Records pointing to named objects
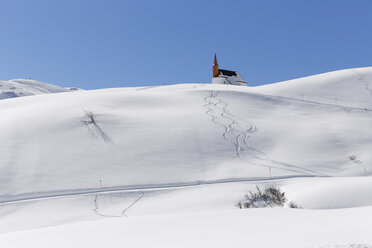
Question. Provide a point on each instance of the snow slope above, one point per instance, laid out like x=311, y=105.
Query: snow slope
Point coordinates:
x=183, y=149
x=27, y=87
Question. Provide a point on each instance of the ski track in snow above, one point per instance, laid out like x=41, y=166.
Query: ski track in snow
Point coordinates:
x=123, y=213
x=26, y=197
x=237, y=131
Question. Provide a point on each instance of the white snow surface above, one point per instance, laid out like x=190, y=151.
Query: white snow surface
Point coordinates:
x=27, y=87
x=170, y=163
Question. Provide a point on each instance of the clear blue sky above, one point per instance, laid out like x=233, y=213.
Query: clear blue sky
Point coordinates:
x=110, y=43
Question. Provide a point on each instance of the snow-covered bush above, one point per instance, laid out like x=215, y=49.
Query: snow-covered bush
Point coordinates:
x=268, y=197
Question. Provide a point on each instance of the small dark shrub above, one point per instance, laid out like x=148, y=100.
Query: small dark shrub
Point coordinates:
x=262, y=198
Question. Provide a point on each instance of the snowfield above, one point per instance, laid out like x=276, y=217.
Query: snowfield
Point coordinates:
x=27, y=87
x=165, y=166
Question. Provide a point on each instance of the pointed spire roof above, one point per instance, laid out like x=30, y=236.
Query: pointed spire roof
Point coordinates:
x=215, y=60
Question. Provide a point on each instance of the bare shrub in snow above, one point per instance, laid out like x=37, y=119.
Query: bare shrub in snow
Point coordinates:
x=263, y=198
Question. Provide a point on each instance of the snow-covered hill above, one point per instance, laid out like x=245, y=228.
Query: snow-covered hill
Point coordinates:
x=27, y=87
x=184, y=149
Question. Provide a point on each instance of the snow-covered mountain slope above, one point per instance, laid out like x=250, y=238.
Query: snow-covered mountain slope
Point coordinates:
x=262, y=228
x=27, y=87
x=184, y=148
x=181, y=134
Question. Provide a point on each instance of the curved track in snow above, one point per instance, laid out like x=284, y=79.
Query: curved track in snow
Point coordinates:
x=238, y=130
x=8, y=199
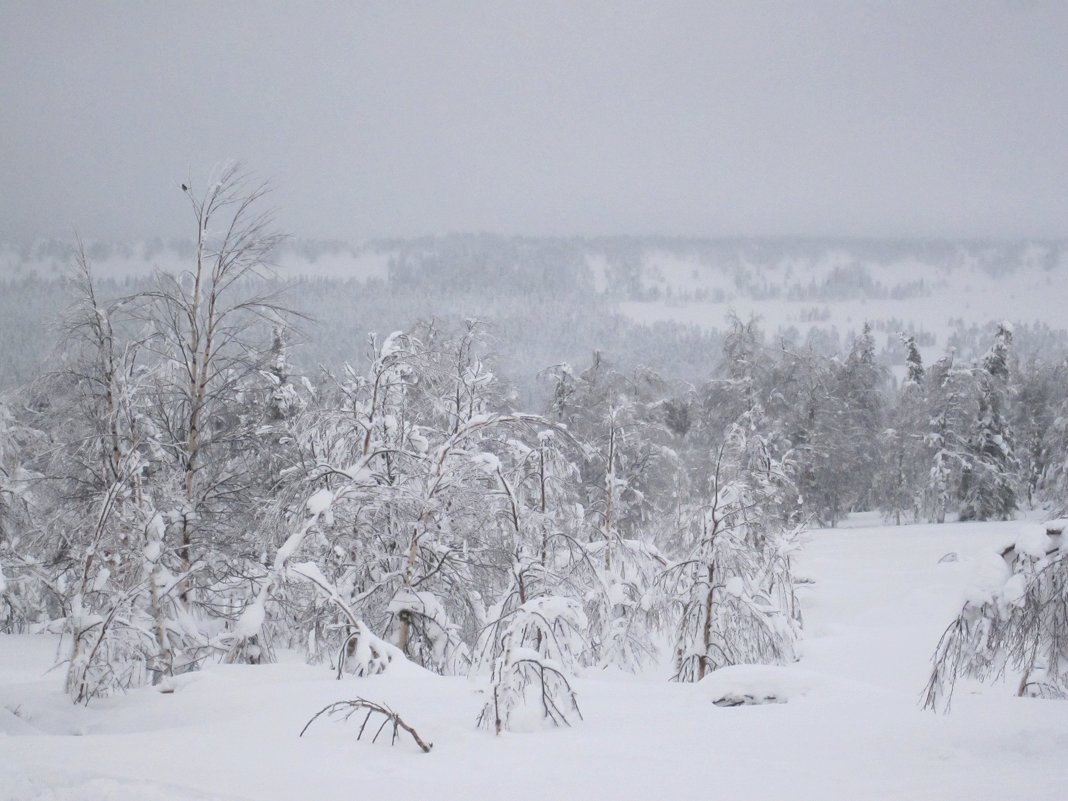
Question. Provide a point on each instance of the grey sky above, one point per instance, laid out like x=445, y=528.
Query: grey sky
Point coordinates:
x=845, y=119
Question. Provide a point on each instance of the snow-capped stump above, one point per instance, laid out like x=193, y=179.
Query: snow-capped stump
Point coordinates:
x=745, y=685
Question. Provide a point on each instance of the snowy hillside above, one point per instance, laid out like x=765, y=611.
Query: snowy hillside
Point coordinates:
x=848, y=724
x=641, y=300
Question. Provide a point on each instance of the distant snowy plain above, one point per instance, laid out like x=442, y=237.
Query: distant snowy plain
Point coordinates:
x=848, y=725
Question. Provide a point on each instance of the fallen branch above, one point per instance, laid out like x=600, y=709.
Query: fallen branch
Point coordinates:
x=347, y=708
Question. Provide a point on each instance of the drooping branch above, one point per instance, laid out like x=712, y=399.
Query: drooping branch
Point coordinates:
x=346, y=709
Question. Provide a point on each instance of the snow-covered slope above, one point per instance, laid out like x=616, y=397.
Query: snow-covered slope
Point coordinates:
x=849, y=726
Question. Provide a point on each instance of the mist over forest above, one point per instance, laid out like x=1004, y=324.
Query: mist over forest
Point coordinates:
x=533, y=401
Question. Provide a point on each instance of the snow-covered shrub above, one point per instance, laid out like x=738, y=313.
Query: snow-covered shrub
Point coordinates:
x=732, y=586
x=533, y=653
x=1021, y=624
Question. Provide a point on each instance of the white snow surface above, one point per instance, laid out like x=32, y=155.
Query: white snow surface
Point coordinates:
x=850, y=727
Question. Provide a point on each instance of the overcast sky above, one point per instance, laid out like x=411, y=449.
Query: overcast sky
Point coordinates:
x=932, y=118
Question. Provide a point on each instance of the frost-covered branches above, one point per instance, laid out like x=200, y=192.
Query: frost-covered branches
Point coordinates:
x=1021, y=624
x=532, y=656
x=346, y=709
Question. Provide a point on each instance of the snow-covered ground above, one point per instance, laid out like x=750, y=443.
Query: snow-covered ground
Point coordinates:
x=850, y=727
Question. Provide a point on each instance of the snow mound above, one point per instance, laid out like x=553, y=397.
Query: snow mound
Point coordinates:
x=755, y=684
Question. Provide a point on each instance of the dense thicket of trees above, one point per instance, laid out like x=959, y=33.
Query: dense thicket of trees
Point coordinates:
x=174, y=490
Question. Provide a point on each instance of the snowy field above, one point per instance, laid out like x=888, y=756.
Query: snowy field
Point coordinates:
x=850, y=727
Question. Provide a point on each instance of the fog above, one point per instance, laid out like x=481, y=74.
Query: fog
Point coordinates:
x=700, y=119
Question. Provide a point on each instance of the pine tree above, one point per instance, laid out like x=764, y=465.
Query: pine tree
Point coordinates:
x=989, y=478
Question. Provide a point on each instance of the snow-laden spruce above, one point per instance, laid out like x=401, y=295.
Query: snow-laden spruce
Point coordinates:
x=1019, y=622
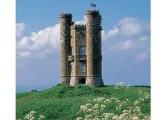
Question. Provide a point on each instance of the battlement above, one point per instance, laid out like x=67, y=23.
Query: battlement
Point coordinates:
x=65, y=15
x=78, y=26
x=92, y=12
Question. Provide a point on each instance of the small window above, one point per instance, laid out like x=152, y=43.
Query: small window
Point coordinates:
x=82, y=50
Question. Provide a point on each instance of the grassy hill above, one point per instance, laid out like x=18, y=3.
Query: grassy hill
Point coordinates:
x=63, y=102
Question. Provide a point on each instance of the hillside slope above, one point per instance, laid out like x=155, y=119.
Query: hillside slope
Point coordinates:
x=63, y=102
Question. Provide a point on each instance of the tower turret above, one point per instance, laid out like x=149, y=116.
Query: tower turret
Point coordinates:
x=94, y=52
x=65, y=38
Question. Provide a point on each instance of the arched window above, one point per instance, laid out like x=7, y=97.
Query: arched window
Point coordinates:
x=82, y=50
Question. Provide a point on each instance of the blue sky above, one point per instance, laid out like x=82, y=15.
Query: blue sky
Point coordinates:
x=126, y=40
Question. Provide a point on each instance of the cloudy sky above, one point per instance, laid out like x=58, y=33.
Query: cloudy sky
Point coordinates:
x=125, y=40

→ GIVEN PROBLEM:
Write out the material above again, replacing every "Point coordinates" with "Marked locations" and keeping everything else the same. Leave the pictures out.

→ SOLUTION:
Question. Provide a point on each instance of the snow slope above, one point per instance, laid out like x=311, y=105.
Query: snow slope
Marked locations:
x=183, y=149
x=27, y=87
Question. Provide a point on each instance of the ski track in snow above, one point per instance, laid out like x=41, y=166.
Query: ski track in snow
Marked locations:
x=123, y=213
x=26, y=197
x=237, y=131
Question. Provide a point on each instance of the white snow surface above, one point per instance, laid out like x=190, y=151.
Query: white snow surface
Marked locations:
x=27, y=87
x=170, y=163
Question. Provide a point on each instance of the clear blue sky above, one point per instance, laid out like x=233, y=213.
Query: clear blue sky
Marked locations:
x=110, y=43
Question. Provide a point on each instance of the snow-covered bush above, one point per instance, laid out like x=215, y=49.
Query: snow-covered bush
Marked locations:
x=268, y=197
Question. Provide a point on each instance of the small dark shrub above, one point per instance, laid out like x=148, y=100.
Query: small dark shrub
Marked locations:
x=262, y=198
Question. Provide a point on each instance of the snowfield above, one point per instance, laid out like x=276, y=217.
Query: snowfield
Marked locations:
x=27, y=87
x=165, y=166
Question. Provide a point on each instance of the pointed spire roof above, one point per instance, laid out like x=30, y=236.
Query: pointed spire roof
Marked locations:
x=215, y=60
Question. Provide a point on each instance of the bare shrub in snow above, one point per instance, laid out like x=37, y=119.
Query: bare shrub in snow
Marked locations:
x=263, y=198
Question. Provide a point on each instance of the snow-covered hill above, one point per instance, laid out like x=245, y=228.
Query: snow-covered hill
Marked locations:
x=27, y=87
x=184, y=149
Question. Provide a point on each instance of the snow-covered mountain slope above, one point per instance, laid out like x=250, y=238.
Query: snow-covered mountain slope
Marked locations:
x=262, y=228
x=27, y=87
x=184, y=148
x=181, y=134
Question. Provide a point on each instance of the curved track in snow above, one point per instance, laid out like x=284, y=79.
Query: curved track in snow
Marked locations:
x=238, y=130
x=8, y=199
Question. Provide a point on each instance of the grey sky above, one point per instance, laid out like x=445, y=528.
Query: grey sky
Marked locations:
x=845, y=119
Question. Provide a point on each instance of the snow-capped stump above, one point per instance, laid out like x=193, y=179.
Query: snow-capped stump
Marked locations:
x=745, y=685
Question. Provide a point on each instance of the snowy hillside above, one point per instance, laid out like x=765, y=611.
Query: snowy hillside
Marked locations:
x=848, y=724
x=641, y=300
Question. Provide a point on each instance of the distant snowy plain above, one point per instance, laid out like x=442, y=237.
Query: distant snowy plain
Marked locations:
x=848, y=725
Question. Provide a point on each instance of the fallen branch above, one point per instance, laid out like x=600, y=709.
Query: fallen branch
Marked locations:
x=347, y=708
Question. Provide a point on each instance of the drooping branch above, one point per instance, laid out like x=712, y=399.
Query: drooping branch
Marked locations:
x=346, y=709
Question. Provide a point on each instance of the snow-covered slope above, one point per instance, laid out like x=616, y=397.
Query: snow-covered slope
Marked locations:
x=849, y=726
Question. Provide a point on each instance of the mist over forest above, one point per instance, laid out like x=1004, y=324.
Query: mist over forest
Marked locations:
x=533, y=401
Question. Provide a point on each instance of the snow-covered shrub above, one point per instance, laid out like x=738, y=313.
Query: snow-covered shrub
Marked locations:
x=732, y=586
x=533, y=653
x=1021, y=624
Question. Provide a point on each instance of the white snow surface above, one point per instance, laid out like x=32, y=155.
Query: white snow surface
Marked locations:
x=850, y=727
Question. Provide a point on each instance of the overcast sky above, one point per instance, laid out like x=411, y=449.
Query: overcast sky
Marked locations:
x=932, y=118
Question. Provide a point on each instance of the frost-covered branches above, one point per instance, laid out like x=200, y=192.
Query: frost-covered branches
Marked locations:
x=1021, y=624
x=532, y=656
x=346, y=709
Question. Provide a point on each instance of the snow-covered ground above, one point per instance, laid out like x=750, y=443.
Query: snow-covered ground
Marked locations:
x=850, y=727
Question. Provide a point on each instance of the snow mound above, one point per instance, laid out like x=553, y=397.
Query: snow mound
Marked locations:
x=755, y=684
Question. Provide a point on each instance of the dense thicket of trees above, one point per instance, laid out like x=959, y=33.
Query: dense thicket of trees
Marked locations:
x=174, y=490
Question. Provide a point on each instance of the snowy field above, one point per instance, laid out like x=888, y=756.
Query: snowy field
Marked locations:
x=850, y=727
Question. Provide a point on each instance of the fog above, one point per instance, laid out like x=481, y=74.
Query: fog
Marked locations:
x=700, y=119
Question. Provide a point on each instance of the pine tree above, one point per instance, laid out like x=764, y=465.
Query: pine tree
Marked locations:
x=989, y=478
Question. Provide a point on each instance of the snow-laden spruce above, one point per instance, laid out like x=401, y=295.
Query: snow-laden spruce
Marked locations:
x=1019, y=622
Question. Provide a point on each instance of the battlement above, one point per instance, laid out like x=67, y=23.
Query: battlement
Marked locations:
x=65, y=15
x=78, y=26
x=92, y=12
Question. Provide a point on each instance of the small window above, one point per instance, laid out like x=152, y=43.
Query: small window
Marked locations:
x=82, y=50
Question. Provide a point on each instance of the grassy hill above, one point per instance, laid out like x=18, y=3.
Query: grassy hill
Marked locations:
x=63, y=102
Question. Provide a point on each instance of the hillside slope above, one point per instance, laid out like x=155, y=119.
Query: hillside slope
Marked locations:
x=63, y=102
Question. Provide a point on each instance of the tower turret above, one point per instance, laid out like x=149, y=116.
Query: tower turret
Marked locations:
x=94, y=52
x=65, y=38
Question. Provide a point on each instance of the arched window above, one point per instance, laid out like x=7, y=97.
Query: arched window
Marked locations:
x=82, y=50
Question. Provide a point on each instance of the blue sky above, one point per instance, laid out like x=82, y=15.
Query: blue sky
Marked locations:
x=126, y=40
Question. Provide a point on each instance of the cloudy sky above, one point per instance, laid out like x=58, y=33.
Query: cloudy sky
Marked locations:
x=125, y=40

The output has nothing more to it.